Task description = The answer must consist of every line in the data that contains "straw".

----- The data

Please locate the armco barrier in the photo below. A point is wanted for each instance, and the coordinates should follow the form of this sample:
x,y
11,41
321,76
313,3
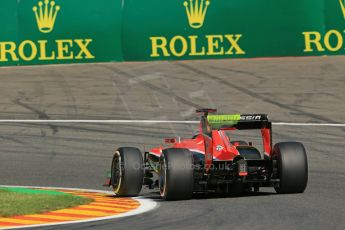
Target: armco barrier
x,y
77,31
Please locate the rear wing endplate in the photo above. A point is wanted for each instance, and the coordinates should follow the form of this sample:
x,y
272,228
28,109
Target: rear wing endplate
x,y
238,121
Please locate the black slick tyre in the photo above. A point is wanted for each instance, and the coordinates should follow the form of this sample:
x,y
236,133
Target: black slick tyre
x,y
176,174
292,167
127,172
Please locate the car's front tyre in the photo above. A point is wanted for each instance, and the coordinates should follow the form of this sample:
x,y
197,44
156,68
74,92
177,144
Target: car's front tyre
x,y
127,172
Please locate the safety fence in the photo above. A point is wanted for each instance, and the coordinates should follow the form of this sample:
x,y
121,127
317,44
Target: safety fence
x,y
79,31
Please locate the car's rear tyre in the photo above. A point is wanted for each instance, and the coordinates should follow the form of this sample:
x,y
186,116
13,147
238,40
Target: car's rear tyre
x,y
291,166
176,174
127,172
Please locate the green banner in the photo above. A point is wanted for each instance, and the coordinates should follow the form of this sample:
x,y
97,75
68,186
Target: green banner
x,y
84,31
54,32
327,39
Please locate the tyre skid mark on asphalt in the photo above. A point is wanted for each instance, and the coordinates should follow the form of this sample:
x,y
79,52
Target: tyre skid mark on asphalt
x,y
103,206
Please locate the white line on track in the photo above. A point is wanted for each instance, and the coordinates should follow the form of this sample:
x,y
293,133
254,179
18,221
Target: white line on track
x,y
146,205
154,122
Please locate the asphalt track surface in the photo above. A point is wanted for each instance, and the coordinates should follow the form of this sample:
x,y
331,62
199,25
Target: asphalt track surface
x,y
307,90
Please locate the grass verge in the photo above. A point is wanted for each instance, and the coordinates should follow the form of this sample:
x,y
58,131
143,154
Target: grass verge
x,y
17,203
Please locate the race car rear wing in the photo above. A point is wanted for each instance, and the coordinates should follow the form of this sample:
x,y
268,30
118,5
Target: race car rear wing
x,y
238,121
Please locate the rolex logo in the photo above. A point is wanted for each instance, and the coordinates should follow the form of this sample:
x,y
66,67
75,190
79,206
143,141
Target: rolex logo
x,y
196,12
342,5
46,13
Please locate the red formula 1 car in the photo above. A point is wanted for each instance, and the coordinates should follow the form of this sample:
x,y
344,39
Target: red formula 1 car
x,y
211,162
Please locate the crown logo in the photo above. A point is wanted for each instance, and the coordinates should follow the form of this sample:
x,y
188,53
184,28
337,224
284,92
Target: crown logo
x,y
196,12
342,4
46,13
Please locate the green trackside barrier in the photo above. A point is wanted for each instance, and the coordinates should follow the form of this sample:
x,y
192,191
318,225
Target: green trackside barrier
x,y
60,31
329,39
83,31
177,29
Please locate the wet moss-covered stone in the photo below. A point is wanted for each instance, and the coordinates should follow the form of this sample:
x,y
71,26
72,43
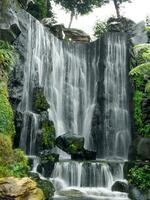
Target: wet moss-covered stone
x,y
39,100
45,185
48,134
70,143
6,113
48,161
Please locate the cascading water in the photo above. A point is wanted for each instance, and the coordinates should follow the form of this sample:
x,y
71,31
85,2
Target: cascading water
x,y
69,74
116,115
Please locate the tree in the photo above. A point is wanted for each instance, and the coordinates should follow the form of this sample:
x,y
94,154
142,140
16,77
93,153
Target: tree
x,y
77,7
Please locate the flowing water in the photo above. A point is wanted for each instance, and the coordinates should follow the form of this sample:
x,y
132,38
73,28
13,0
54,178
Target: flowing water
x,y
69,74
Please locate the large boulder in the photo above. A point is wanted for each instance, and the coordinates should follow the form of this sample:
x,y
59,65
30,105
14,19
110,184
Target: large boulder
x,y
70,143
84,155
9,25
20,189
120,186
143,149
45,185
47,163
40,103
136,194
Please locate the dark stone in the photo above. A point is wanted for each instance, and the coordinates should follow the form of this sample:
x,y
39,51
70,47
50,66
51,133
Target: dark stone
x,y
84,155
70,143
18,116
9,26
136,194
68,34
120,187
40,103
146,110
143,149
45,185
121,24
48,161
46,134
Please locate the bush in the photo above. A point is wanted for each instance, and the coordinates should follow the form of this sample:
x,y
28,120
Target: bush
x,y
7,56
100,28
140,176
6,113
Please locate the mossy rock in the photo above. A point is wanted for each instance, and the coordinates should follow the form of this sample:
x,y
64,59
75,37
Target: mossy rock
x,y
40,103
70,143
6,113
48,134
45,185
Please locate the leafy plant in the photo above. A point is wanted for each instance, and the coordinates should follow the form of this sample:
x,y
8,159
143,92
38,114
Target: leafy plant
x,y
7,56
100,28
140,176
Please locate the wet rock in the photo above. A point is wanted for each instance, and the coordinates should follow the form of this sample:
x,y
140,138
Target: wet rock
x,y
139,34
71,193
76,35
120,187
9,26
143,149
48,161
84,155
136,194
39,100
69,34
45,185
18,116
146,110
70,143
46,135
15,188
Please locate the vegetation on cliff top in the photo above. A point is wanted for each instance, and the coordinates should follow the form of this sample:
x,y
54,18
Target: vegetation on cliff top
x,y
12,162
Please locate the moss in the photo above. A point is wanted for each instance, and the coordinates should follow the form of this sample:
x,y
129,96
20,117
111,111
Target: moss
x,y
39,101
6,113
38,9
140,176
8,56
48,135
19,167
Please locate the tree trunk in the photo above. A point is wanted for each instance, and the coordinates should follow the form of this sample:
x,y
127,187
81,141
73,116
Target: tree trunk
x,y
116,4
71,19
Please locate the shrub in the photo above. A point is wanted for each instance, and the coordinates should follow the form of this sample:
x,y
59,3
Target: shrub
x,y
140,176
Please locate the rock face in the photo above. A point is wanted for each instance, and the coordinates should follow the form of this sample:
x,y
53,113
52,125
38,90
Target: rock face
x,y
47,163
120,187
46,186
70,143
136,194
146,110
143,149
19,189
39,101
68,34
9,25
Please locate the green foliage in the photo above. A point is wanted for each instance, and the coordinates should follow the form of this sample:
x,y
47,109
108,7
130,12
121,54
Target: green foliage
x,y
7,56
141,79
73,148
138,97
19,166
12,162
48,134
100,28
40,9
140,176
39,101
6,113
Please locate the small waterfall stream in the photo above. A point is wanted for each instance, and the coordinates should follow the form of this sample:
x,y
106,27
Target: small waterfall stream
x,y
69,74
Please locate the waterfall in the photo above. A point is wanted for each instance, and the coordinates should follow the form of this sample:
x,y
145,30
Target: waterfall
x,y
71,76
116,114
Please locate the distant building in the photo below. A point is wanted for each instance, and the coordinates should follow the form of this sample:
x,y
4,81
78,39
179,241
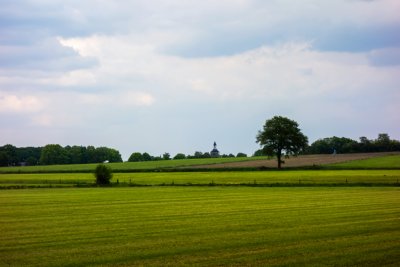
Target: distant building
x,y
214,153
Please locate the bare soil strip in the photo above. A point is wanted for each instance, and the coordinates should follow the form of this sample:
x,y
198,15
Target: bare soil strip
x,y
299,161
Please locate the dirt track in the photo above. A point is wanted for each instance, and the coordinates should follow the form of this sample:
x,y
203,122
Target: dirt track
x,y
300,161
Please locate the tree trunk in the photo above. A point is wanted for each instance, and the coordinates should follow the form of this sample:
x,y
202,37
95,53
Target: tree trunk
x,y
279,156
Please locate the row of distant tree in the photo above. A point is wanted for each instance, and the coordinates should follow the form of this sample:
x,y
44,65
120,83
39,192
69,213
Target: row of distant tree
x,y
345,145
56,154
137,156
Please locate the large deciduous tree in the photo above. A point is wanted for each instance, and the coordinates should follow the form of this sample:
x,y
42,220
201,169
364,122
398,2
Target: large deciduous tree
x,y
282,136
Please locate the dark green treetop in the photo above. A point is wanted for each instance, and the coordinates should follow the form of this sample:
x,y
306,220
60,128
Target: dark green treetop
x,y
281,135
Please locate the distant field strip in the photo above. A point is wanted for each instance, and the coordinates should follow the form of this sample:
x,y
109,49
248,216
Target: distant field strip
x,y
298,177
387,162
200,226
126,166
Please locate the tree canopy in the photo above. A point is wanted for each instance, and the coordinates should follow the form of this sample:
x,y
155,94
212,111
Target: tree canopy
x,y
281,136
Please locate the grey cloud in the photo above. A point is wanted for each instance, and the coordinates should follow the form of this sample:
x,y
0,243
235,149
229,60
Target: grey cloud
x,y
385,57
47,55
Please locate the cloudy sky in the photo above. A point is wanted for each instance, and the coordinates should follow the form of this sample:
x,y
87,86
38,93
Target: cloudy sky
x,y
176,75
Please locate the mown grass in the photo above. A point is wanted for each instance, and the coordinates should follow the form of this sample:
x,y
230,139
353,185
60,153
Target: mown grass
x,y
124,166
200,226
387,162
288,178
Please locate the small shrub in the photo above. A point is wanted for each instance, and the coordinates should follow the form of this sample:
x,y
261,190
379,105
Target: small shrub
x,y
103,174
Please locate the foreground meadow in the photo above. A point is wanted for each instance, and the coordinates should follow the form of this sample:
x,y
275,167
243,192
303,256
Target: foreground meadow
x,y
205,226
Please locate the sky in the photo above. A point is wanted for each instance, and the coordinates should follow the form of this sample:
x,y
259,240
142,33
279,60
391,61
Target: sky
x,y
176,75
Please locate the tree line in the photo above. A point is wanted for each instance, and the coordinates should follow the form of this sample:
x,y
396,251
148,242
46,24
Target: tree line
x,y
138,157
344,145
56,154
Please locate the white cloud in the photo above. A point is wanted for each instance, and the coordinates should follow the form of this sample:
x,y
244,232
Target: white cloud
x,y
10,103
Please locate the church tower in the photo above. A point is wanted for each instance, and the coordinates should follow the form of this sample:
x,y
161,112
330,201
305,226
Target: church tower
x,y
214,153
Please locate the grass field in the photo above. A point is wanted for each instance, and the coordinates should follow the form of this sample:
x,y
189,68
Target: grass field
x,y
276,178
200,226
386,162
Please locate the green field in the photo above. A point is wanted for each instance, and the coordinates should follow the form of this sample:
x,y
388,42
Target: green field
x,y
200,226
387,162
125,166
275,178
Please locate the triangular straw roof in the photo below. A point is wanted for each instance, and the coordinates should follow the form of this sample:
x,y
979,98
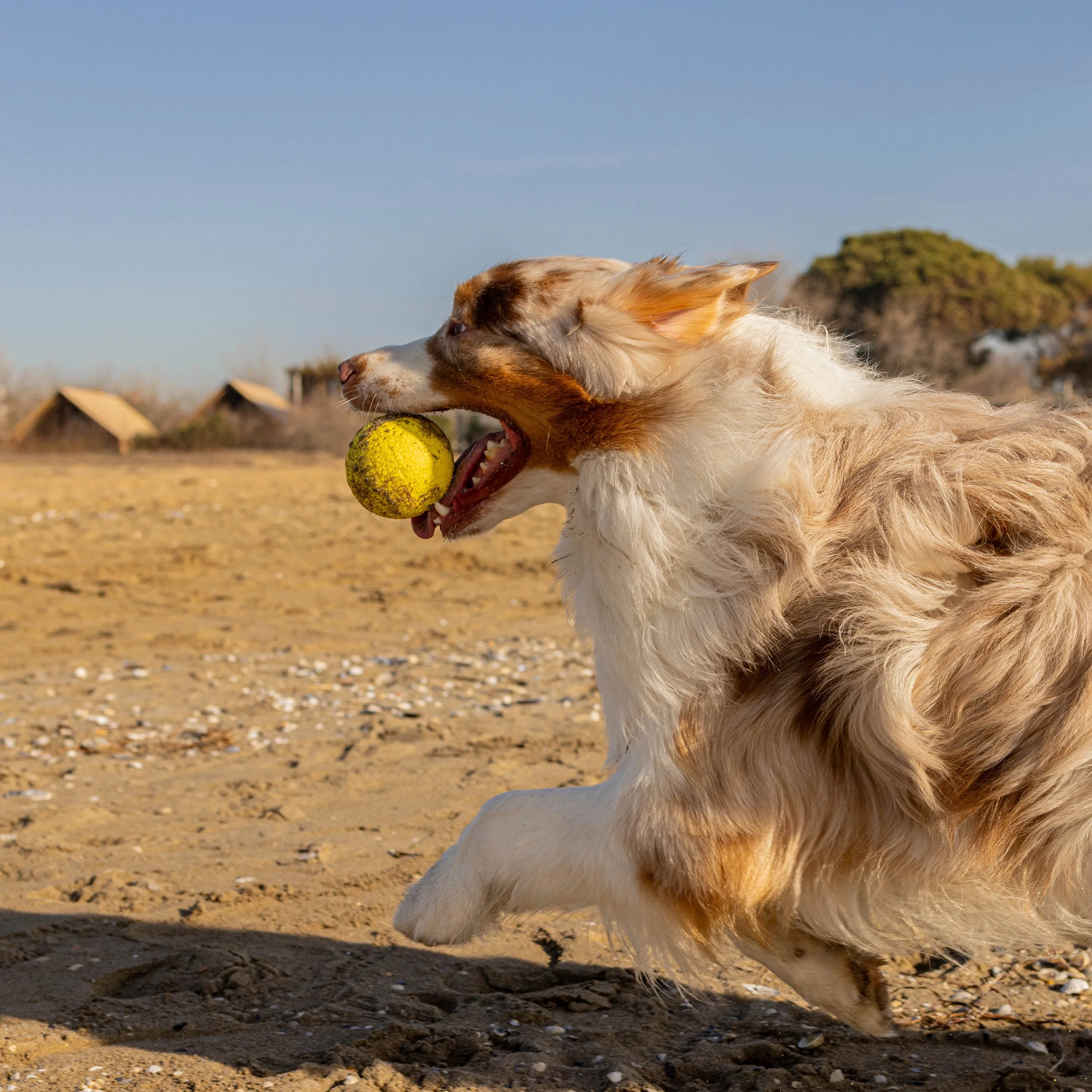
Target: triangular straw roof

----------

Completed task =
Please locate the triangular straw roof in the photo below. A point is wanted for each instance, and the coordinates should follow the form of this sample:
Target: triangular straw roof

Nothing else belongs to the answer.